» **BRIEF**
Update the material below by changing "outline" to "boundary" and keep everything else unchanged.

[Source data]
········

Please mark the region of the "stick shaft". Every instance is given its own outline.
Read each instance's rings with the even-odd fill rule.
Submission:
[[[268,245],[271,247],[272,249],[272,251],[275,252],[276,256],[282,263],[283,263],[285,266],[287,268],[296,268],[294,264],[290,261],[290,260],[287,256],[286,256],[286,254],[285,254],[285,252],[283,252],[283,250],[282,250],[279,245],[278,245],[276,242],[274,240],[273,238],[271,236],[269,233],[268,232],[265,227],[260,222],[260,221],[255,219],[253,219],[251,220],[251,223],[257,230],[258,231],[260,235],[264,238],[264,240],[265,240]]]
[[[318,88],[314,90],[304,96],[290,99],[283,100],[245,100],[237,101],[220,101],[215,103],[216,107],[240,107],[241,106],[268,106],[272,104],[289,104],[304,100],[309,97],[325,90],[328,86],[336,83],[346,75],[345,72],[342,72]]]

········

» **REPLY**
Please mark the region of the "stick shaft". Every instance is given its own boundary.
Read each instance's rings with the even-odd fill rule.
Submission:
[[[268,245],[271,247],[272,249],[272,251],[275,252],[276,256],[282,263],[283,263],[285,266],[287,268],[296,268],[294,264],[290,261],[290,260],[287,256],[286,256],[286,254],[285,254],[285,252],[283,252],[283,250],[282,250],[279,245],[278,245],[276,242],[274,240],[273,238],[271,236],[269,233],[268,232],[265,227],[260,222],[260,221],[255,219],[253,219],[251,220],[251,223],[257,230],[258,231],[260,235],[264,238],[264,240],[265,240]]]
[[[318,88],[314,90],[304,96],[290,99],[283,100],[245,100],[237,101],[220,101],[215,103],[216,107],[240,107],[241,106],[268,106],[272,104],[289,104],[304,100],[309,97],[325,90],[328,86],[336,83],[346,75],[345,72],[342,72]]]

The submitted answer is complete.